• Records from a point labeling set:
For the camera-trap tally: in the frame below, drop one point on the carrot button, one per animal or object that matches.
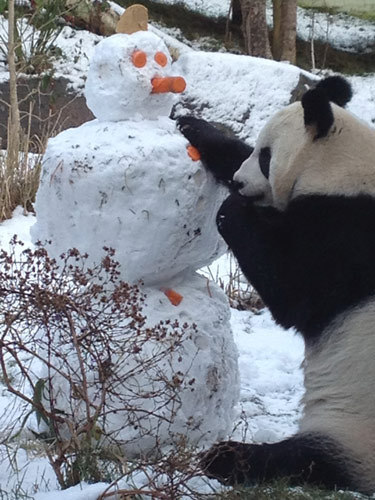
(139, 58)
(161, 58)
(193, 153)
(174, 297)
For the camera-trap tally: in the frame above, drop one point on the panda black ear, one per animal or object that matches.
(338, 89)
(317, 111)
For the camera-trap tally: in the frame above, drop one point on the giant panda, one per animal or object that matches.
(300, 219)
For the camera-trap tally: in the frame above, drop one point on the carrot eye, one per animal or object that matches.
(139, 58)
(161, 58)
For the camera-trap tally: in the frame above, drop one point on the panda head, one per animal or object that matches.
(311, 147)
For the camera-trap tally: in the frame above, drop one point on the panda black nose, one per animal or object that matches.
(236, 185)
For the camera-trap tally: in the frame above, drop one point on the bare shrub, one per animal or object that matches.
(75, 348)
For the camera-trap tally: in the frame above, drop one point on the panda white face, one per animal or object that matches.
(270, 163)
(290, 160)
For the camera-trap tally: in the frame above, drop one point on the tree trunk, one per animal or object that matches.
(254, 28)
(14, 115)
(236, 12)
(284, 30)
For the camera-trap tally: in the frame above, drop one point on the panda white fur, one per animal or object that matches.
(301, 222)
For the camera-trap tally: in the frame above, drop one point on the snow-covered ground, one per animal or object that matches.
(269, 357)
(342, 31)
(271, 388)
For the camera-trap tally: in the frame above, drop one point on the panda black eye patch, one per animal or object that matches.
(264, 161)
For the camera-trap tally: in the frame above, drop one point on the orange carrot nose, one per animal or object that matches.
(175, 84)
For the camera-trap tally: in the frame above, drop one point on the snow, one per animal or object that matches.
(126, 181)
(342, 31)
(269, 358)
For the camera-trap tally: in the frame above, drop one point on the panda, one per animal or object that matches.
(300, 219)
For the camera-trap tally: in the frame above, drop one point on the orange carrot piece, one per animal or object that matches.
(174, 84)
(193, 153)
(139, 58)
(174, 297)
(161, 59)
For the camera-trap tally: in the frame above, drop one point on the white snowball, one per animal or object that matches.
(130, 186)
(116, 89)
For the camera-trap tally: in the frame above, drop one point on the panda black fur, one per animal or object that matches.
(302, 227)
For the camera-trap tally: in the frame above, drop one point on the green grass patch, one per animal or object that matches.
(195, 25)
(281, 491)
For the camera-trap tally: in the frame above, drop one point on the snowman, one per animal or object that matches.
(129, 180)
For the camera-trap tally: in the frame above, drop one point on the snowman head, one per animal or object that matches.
(130, 76)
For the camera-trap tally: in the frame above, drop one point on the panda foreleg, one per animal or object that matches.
(220, 154)
(306, 458)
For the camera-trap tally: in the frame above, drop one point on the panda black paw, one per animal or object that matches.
(196, 130)
(227, 462)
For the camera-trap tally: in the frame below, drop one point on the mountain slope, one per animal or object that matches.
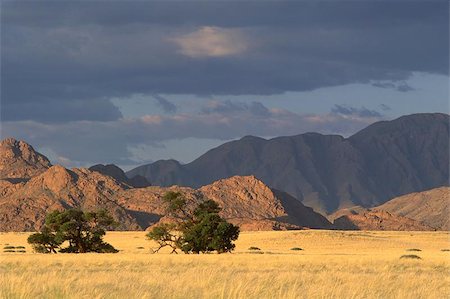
(431, 207)
(119, 175)
(25, 201)
(18, 160)
(328, 172)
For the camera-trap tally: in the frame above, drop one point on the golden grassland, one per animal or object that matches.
(332, 264)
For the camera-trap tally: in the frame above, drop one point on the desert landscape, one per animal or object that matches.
(224, 149)
(330, 264)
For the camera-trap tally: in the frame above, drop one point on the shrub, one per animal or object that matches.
(411, 256)
(254, 248)
(194, 229)
(84, 232)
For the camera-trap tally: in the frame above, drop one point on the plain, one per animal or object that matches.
(290, 264)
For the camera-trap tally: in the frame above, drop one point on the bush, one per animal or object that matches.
(411, 256)
(194, 229)
(254, 248)
(84, 232)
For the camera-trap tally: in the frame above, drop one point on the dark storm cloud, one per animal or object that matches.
(165, 104)
(231, 107)
(84, 53)
(114, 141)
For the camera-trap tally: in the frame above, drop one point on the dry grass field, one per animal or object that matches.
(332, 264)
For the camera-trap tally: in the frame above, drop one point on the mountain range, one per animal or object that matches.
(328, 172)
(412, 150)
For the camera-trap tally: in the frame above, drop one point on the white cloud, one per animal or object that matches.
(211, 42)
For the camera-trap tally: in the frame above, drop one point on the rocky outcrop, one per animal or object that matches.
(119, 175)
(328, 172)
(24, 205)
(428, 210)
(378, 220)
(19, 161)
(431, 207)
(246, 201)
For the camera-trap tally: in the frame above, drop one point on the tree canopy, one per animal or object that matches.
(198, 229)
(83, 231)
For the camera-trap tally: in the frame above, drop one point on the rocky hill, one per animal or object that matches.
(119, 175)
(428, 210)
(328, 172)
(431, 207)
(245, 200)
(18, 160)
(377, 220)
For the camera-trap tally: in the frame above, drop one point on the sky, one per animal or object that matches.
(131, 82)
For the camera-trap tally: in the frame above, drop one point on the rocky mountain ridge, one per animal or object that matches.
(328, 172)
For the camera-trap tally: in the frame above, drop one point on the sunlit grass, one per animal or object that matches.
(332, 264)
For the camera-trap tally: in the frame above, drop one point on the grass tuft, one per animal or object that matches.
(254, 248)
(411, 256)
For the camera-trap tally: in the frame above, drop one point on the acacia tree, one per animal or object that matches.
(83, 231)
(194, 230)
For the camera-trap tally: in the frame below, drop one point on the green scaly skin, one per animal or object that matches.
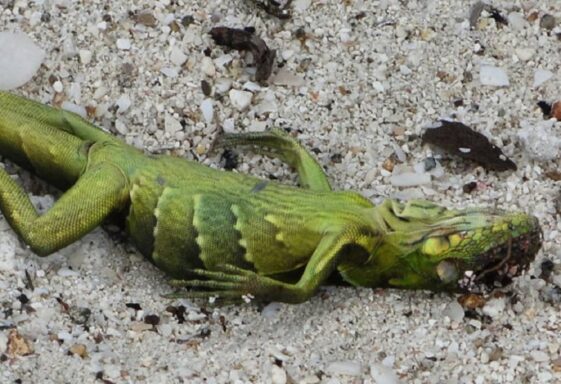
(229, 235)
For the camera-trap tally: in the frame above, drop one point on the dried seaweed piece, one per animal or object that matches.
(246, 40)
(494, 13)
(274, 8)
(461, 140)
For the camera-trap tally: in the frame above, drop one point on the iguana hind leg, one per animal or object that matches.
(97, 193)
(279, 144)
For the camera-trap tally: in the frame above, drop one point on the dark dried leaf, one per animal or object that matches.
(459, 139)
(469, 187)
(553, 175)
(545, 107)
(274, 8)
(244, 40)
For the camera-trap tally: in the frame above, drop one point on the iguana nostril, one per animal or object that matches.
(447, 271)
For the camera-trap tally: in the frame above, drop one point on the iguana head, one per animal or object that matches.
(424, 245)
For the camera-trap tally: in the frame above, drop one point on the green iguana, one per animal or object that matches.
(232, 235)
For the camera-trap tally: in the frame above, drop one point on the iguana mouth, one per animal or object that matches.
(502, 263)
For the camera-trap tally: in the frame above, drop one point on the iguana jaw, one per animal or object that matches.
(502, 263)
(425, 246)
(502, 255)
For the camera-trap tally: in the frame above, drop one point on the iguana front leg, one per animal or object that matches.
(233, 283)
(277, 143)
(97, 193)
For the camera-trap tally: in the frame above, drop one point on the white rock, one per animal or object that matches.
(540, 139)
(171, 125)
(207, 66)
(121, 127)
(494, 307)
(271, 310)
(8, 244)
(278, 375)
(3, 341)
(170, 72)
(378, 86)
(286, 78)
(454, 311)
(257, 126)
(539, 356)
(222, 85)
(525, 54)
(85, 56)
(207, 109)
(100, 92)
(20, 58)
(240, 99)
(348, 367)
(409, 179)
(66, 272)
(124, 44)
(78, 109)
(221, 61)
(123, 103)
(229, 126)
(68, 48)
(541, 76)
(251, 86)
(301, 5)
(383, 375)
(517, 21)
(58, 87)
(177, 56)
(493, 76)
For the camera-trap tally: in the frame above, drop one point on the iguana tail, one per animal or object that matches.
(50, 142)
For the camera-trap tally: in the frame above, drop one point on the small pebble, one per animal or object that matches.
(207, 110)
(124, 44)
(454, 311)
(541, 76)
(494, 307)
(493, 76)
(240, 99)
(85, 56)
(548, 22)
(348, 368)
(278, 375)
(20, 58)
(207, 67)
(171, 124)
(382, 374)
(539, 356)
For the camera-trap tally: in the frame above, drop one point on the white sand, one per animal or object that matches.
(363, 84)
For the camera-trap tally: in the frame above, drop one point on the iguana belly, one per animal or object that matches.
(181, 225)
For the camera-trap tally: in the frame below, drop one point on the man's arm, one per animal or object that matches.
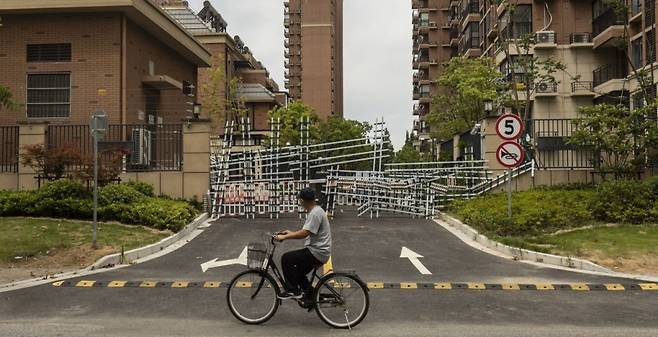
(288, 235)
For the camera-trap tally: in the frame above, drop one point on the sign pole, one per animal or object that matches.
(93, 240)
(97, 127)
(509, 193)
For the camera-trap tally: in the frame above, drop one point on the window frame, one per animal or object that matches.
(27, 95)
(39, 60)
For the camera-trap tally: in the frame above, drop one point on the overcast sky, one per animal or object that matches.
(377, 53)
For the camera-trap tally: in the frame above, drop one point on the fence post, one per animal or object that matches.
(196, 158)
(29, 134)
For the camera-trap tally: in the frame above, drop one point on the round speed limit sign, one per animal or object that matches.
(509, 126)
(510, 154)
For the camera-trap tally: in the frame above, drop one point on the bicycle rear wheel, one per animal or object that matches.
(252, 297)
(342, 300)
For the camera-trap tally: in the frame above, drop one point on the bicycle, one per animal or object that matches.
(253, 295)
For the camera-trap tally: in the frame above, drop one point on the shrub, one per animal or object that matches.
(70, 208)
(627, 201)
(119, 194)
(653, 187)
(162, 213)
(144, 188)
(17, 203)
(533, 212)
(63, 188)
(52, 163)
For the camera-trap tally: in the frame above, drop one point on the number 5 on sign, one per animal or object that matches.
(509, 127)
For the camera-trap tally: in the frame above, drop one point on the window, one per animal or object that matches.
(48, 95)
(636, 53)
(60, 52)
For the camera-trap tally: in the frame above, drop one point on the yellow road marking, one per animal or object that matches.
(649, 286)
(510, 286)
(479, 286)
(328, 267)
(243, 285)
(210, 284)
(85, 284)
(614, 286)
(116, 284)
(147, 284)
(180, 284)
(375, 285)
(442, 286)
(579, 286)
(544, 286)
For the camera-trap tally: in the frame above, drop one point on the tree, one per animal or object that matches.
(6, 99)
(622, 139)
(465, 85)
(289, 122)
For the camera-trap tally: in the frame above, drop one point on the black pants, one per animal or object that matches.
(296, 265)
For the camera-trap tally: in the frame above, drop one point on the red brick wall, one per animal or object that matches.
(95, 63)
(142, 48)
(96, 59)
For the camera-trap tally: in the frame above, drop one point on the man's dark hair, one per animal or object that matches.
(306, 194)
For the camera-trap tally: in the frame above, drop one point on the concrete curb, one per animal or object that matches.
(473, 238)
(113, 261)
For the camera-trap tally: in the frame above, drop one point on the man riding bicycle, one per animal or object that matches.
(298, 263)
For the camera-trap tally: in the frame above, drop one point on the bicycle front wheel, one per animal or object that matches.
(252, 297)
(342, 300)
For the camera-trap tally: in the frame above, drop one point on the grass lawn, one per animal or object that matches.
(627, 248)
(66, 242)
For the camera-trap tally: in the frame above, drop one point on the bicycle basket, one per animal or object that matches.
(256, 255)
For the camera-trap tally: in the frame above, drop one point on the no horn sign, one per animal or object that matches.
(510, 154)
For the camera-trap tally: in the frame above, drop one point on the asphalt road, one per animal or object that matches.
(372, 248)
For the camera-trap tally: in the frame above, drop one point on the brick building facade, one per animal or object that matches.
(63, 60)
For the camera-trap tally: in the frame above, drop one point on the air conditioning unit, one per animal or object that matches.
(545, 88)
(545, 37)
(142, 141)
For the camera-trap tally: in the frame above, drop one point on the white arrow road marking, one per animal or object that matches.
(242, 259)
(407, 253)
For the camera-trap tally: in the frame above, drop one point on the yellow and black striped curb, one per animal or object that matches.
(377, 285)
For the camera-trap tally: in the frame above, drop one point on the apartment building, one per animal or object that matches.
(432, 34)
(63, 60)
(256, 89)
(314, 54)
(583, 35)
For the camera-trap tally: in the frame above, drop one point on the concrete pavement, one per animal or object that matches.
(372, 248)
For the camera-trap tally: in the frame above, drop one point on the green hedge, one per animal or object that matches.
(130, 203)
(546, 210)
(533, 212)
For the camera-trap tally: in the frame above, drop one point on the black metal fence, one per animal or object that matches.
(552, 151)
(149, 147)
(8, 149)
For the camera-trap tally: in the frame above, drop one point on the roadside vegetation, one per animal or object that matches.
(128, 203)
(55, 243)
(613, 223)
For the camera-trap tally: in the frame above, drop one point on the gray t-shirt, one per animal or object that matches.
(319, 242)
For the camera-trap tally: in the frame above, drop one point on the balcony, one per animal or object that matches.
(582, 88)
(546, 89)
(545, 39)
(611, 76)
(606, 27)
(580, 40)
(516, 30)
(471, 7)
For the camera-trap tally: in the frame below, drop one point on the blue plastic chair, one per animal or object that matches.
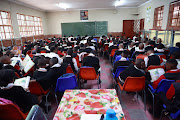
(66, 81)
(163, 86)
(172, 115)
(118, 71)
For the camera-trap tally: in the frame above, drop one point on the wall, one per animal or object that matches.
(115, 21)
(154, 4)
(15, 8)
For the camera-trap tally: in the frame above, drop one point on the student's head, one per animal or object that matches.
(140, 64)
(149, 52)
(5, 59)
(7, 76)
(41, 63)
(141, 46)
(53, 61)
(132, 44)
(160, 46)
(125, 53)
(159, 40)
(121, 46)
(38, 50)
(53, 49)
(69, 52)
(171, 64)
(176, 55)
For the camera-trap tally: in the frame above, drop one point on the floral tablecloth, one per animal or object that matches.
(74, 103)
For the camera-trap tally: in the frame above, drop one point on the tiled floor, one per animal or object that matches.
(133, 108)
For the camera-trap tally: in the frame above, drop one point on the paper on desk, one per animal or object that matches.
(90, 116)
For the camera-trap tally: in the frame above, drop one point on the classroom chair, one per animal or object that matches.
(36, 114)
(69, 69)
(10, 111)
(155, 67)
(163, 86)
(171, 115)
(36, 89)
(133, 84)
(88, 73)
(112, 54)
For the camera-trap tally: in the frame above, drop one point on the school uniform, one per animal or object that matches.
(52, 75)
(171, 75)
(152, 59)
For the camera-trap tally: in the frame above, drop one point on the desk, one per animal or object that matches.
(74, 103)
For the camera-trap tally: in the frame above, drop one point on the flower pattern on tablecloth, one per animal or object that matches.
(74, 103)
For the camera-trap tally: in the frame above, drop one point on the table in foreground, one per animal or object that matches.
(74, 103)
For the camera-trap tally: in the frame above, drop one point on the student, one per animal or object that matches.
(120, 50)
(15, 93)
(92, 61)
(70, 60)
(136, 70)
(41, 71)
(152, 59)
(53, 51)
(55, 71)
(122, 62)
(171, 72)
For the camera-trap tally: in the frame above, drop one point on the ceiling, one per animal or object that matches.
(50, 5)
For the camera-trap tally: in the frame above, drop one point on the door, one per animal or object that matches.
(128, 26)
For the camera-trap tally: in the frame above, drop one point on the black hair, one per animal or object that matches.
(41, 62)
(173, 62)
(7, 76)
(52, 49)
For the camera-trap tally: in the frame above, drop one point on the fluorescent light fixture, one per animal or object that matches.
(118, 3)
(62, 5)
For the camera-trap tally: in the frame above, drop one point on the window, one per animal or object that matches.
(6, 30)
(29, 25)
(158, 17)
(174, 16)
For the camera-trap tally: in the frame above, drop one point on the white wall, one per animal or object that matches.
(115, 21)
(154, 4)
(15, 8)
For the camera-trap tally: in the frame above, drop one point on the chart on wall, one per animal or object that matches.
(97, 28)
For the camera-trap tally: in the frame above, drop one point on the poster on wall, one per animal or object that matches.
(83, 14)
(148, 13)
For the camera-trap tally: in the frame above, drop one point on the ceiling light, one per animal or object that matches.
(62, 5)
(118, 3)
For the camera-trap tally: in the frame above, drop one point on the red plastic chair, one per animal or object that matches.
(162, 57)
(154, 67)
(36, 89)
(69, 69)
(141, 56)
(134, 84)
(10, 111)
(88, 73)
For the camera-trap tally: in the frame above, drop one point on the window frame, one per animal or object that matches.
(31, 27)
(158, 11)
(9, 25)
(170, 16)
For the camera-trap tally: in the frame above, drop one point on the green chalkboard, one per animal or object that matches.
(84, 28)
(101, 28)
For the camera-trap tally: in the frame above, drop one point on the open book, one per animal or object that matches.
(156, 73)
(23, 82)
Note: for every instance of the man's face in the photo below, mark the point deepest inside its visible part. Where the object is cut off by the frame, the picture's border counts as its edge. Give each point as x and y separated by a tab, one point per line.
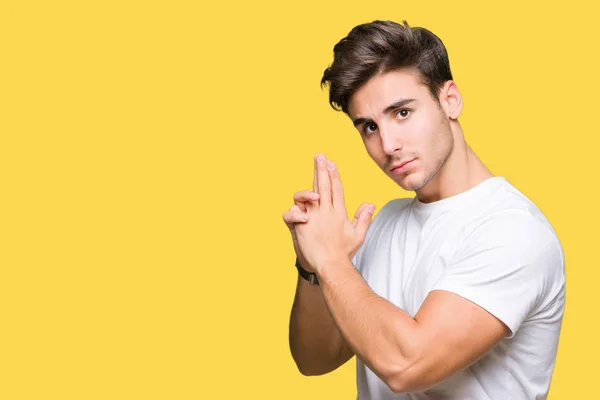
403	127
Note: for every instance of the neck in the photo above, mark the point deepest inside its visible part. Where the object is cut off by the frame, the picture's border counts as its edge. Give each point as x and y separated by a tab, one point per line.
461	171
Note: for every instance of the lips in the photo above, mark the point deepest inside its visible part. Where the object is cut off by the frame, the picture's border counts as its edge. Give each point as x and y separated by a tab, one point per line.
399	168
399	165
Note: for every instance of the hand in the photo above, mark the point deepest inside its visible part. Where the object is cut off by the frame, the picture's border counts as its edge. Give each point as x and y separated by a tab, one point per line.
297	215
328	235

• SHORT TASK: Copy out the items word for word, starting at the line that contains "the red plastic" and continuing through the last line of the items. Leave out the pictures.

• OUTPUT OF THE EXERCISE:
For the camera-trap tally: in the frame above, drop one point on the red plastic chair, one per animal or object that matches.
(162, 57)
(154, 67)
(36, 89)
(69, 69)
(141, 56)
(134, 84)
(10, 111)
(88, 73)
For the camera-trap tally: in the frame above, drop one point on the window frame, one per animal or object that matches.
(31, 27)
(158, 11)
(9, 25)
(170, 16)
For the camera-trap tally: in the frame above, drop one point on the green chalkboard, one per animal or object that matches.
(84, 28)
(101, 28)
For the camera-trap tally: in the frame above, drop one point on the open book, one per animal or object that matches.
(156, 73)
(23, 82)
Note: for every instance of the man's face in the photo below, mark the point deepest inside its visible part. Where the object is cut off by the frame, the picture's border counts as its edge. Give each point as x and y separated by a tab, one point per line.
403	127
Note: for every instance of the neck in the photo above, mark the point deepest inside its visible part. Where the object is cut off by the frame, the picture's border counts as its edge. Give each point as x and y separated by a tab, one point per line.
461	171
Note: for every instance of the lips in the photo above, mark the point deepest inside its visible part. Where the object is cut off by the frame, the picture's border counts as its edge. Give each point as x and y separated by a tab, one point per line.
399	168
399	165
Note: for every instance of the hand in the photo above, mark the point deepest inside its visible part. Where the object is cut off by the frame, the picture's border counts as its edge. Give each point as x and y separated by a tab, one point per line.
297	215
328	235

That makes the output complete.